**The task**
Go through the entries and copy every one exactly.

**Provided records**
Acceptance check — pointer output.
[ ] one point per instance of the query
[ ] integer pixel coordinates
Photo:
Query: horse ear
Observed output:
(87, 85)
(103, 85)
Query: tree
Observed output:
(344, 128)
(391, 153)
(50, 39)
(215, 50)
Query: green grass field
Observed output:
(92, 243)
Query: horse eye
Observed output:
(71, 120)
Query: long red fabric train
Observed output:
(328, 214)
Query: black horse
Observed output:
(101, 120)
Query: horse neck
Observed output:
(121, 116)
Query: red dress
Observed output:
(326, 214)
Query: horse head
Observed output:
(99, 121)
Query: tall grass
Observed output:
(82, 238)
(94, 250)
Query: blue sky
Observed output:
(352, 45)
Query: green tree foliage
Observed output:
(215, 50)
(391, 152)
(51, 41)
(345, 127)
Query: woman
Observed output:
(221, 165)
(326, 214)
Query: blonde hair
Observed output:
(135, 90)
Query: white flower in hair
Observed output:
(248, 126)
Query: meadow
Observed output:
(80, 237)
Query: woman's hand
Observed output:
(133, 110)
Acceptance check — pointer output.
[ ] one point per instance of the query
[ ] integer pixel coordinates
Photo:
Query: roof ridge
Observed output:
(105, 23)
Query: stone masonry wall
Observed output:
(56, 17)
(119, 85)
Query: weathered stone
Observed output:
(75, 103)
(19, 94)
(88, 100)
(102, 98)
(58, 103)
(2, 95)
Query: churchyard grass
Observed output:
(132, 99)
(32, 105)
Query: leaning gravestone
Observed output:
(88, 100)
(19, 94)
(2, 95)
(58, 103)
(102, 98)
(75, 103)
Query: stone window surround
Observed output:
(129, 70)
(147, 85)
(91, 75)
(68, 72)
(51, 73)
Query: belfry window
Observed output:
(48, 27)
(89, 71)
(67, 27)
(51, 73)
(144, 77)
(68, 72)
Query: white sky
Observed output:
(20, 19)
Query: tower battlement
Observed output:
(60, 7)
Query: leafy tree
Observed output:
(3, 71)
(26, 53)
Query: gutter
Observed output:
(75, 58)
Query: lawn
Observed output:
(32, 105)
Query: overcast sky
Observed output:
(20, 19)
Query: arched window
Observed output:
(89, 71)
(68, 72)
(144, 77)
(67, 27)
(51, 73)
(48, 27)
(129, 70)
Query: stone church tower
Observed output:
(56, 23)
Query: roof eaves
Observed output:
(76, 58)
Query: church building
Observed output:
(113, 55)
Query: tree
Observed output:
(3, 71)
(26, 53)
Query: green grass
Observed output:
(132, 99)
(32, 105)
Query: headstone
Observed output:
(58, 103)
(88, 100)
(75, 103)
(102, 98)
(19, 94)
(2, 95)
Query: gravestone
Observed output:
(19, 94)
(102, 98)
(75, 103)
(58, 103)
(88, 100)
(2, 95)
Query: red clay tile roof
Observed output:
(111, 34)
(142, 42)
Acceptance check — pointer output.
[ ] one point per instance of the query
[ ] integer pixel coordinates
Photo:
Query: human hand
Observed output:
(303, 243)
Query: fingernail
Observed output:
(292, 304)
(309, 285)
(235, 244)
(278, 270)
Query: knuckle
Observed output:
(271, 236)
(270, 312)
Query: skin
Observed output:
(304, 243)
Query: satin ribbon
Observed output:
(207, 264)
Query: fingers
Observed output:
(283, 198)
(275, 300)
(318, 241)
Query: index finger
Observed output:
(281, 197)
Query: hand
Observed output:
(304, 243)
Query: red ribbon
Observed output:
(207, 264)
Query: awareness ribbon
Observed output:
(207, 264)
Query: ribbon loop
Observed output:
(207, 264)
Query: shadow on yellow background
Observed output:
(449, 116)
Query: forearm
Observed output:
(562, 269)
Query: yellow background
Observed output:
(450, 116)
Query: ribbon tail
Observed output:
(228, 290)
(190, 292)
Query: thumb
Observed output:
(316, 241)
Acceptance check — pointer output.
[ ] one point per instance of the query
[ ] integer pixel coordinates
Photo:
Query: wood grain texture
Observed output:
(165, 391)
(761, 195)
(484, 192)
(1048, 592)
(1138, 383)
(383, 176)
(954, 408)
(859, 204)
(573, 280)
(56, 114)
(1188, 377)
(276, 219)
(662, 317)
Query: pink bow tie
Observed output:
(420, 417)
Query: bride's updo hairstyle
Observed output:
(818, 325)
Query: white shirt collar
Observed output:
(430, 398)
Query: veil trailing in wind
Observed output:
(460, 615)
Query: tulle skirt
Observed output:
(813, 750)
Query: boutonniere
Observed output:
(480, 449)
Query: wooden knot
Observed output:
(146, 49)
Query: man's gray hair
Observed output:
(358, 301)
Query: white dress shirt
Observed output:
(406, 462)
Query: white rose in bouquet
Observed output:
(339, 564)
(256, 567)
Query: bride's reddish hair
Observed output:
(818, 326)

**Answer box**
Acceptance check — pointer output.
[ ] one point per instance of the query
[ ] integer pixel coordinates
Photo:
Query: horse ear
Observed output:
(87, 85)
(103, 85)
Query: tree
Observed output:
(344, 128)
(391, 153)
(50, 39)
(215, 50)
Query: green grass field
Observed output:
(92, 243)
Query: horse eye
Observed output:
(71, 120)
Query: long red fabric train
Observed output:
(328, 214)
Query: black horse
Observed output:
(101, 120)
Query: horse neck
Observed output:
(121, 116)
Query: red dress
Observed output:
(326, 214)
Query: horse head
Observed output:
(99, 121)
Query: tall grass
Observed output:
(82, 238)
(94, 250)
Query: blue sky
Observed output:
(352, 45)
Query: green tree foliage
Observed output:
(215, 50)
(391, 152)
(51, 41)
(345, 127)
Query: woman
Observed output:
(221, 165)
(326, 214)
Query: blonde hair
Observed output:
(135, 90)
Query: white flower in hair
Observed output:
(248, 126)
Query: meadow
Observed output:
(80, 237)
Query: woman's hand
Observed output:
(133, 110)
Acceptance check — pointer output.
[ ] one point per instance of the query
[ ] integer pixel coordinates
Photo:
Query: roof ridge
Observed output:
(105, 23)
Query: stone masonry wall
Observed output:
(56, 17)
(119, 85)
Query: weathered stone
Observed output:
(75, 103)
(19, 94)
(88, 100)
(102, 98)
(58, 103)
(2, 95)
Query: churchyard grass
Observed output:
(132, 99)
(32, 105)
Query: leaning gravestone
Observed output:
(88, 100)
(19, 94)
(2, 95)
(58, 103)
(102, 98)
(75, 103)
Query: stone window surround
Observed output:
(129, 70)
(147, 85)
(91, 75)
(68, 72)
(51, 73)
Query: belfry window
Observed output:
(48, 27)
(89, 71)
(67, 27)
(51, 73)
(144, 77)
(68, 72)
Query: white sky
Observed output:
(20, 19)
Query: tower battlement
Observed output:
(60, 7)
Query: leafy tree
Observed output:
(3, 71)
(26, 53)
Query: gutter
Observed output:
(75, 58)
Query: lawn
Observed output:
(32, 105)
Query: overcast sky
Observed output:
(20, 19)
Query: arched window
Observed output:
(89, 71)
(68, 72)
(144, 77)
(67, 27)
(51, 73)
(48, 27)
(129, 70)
Query: stone church tower
Observed output:
(56, 23)
Query: roof eaves
Observed output:
(76, 58)
Query: church building
Observed output:
(113, 55)
Query: tree
Observed output:
(3, 71)
(26, 53)
Query: green grass
Observed output:
(132, 99)
(32, 105)
Query: headstone
Observed output:
(58, 103)
(88, 100)
(75, 103)
(102, 98)
(19, 94)
(2, 95)
Query: gravestone
Observed output:
(19, 94)
(102, 98)
(75, 103)
(58, 103)
(88, 100)
(2, 95)
Query: red clay tile roof
Observed output:
(111, 34)
(142, 42)
Acceptance check — pointer output.
[ ] one point per instance of the query
[ ] integer pixel coordinates
Photo:
Query: human hand
Observed output:
(303, 243)
Query: fingernail
Observed output:
(292, 304)
(309, 285)
(235, 244)
(278, 270)
Query: knuckle
Observed output:
(271, 236)
(270, 312)
Query: skin
Observed output:
(304, 243)
Query: satin ribbon
Observed output:
(207, 264)
Query: fingers
Observed output:
(283, 198)
(275, 300)
(318, 241)
Query: index finger
Observed output:
(281, 197)
Query: hand
Observed output:
(304, 243)
Query: red ribbon
Observed output:
(207, 264)
Query: awareness ribbon
Observed output:
(207, 264)
Query: ribbon loop
Observed output:
(207, 264)
Query: shadow on yellow background
Observed output:
(449, 116)
Query: forearm
Observed output:
(562, 269)
Query: yellow background
Observed output:
(450, 116)
Query: ribbon tail
Observed output:
(228, 290)
(190, 292)
Query: thumb
Observed output:
(316, 241)
Acceptance check — pointer output.
[ ] one point per instance of the query
[ ] integer pixel coordinates
Photo:
Query: wood grain texture
Observed output:
(165, 391)
(761, 195)
(484, 192)
(1048, 592)
(1138, 383)
(383, 176)
(954, 408)
(859, 204)
(573, 280)
(56, 114)
(1188, 377)
(276, 219)
(662, 317)
Query: pink bow tie
Observed output:
(420, 417)
Query: bride's updo hairstyle
Observed output:
(818, 325)
Query: white shirt collar
Observed output:
(430, 398)
Query: veil trailing in wind
Observed output:
(460, 615)
Query: tulle skirt
Observed output:
(813, 750)
Query: boutonniere
Observed output:
(480, 449)
Query: wooden knot
Observed output:
(146, 49)
Query: man's gray hair
Observed output:
(358, 301)
Query: white dress shirt
Observed output:
(406, 462)
Query: white rose in bouquet
Observed output:
(339, 564)
(256, 567)
Query: bride's reddish hair
Observed output:
(818, 326)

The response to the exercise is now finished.